▶ _Goal of the exercise_: Reproduce the following records line for line, without the pictures.

----

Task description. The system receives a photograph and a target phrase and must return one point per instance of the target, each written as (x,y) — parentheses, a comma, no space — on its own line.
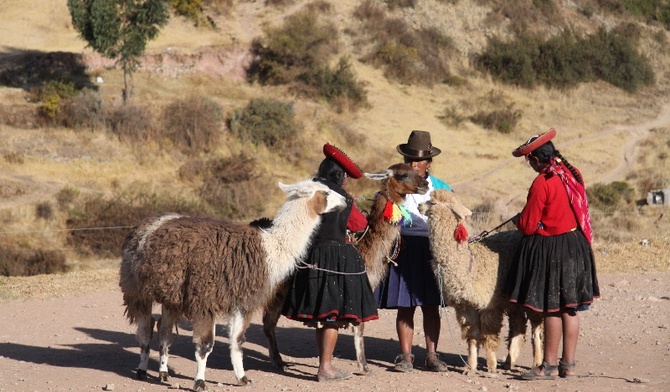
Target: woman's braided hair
(547,152)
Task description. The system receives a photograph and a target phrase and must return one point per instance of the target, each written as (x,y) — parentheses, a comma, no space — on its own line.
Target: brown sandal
(404,363)
(542,372)
(564,368)
(436,365)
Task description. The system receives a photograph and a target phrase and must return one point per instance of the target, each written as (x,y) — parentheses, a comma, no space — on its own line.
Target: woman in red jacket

----

▶ _Full output_:
Task description. The system receives a photograph and a target phrase and must return one point per instance of the target, each written as (x,y) — parentheses, a comma, no space — on its own line.
Target: woman's braided hair
(547,152)
Task description. The system receives a photograph and a target phrase and must return one point per instance of the target, each written as (x,y) — parentheses, a comma, no space — on its own line.
Target: brown sandal
(404,363)
(542,372)
(564,368)
(436,365)
Task description. The system receives a photograph and a target phrase and must return one point per instance of the target, each written as (x,y) — parentheses, a comma, no space — on its own line.
Target: woman in red jacket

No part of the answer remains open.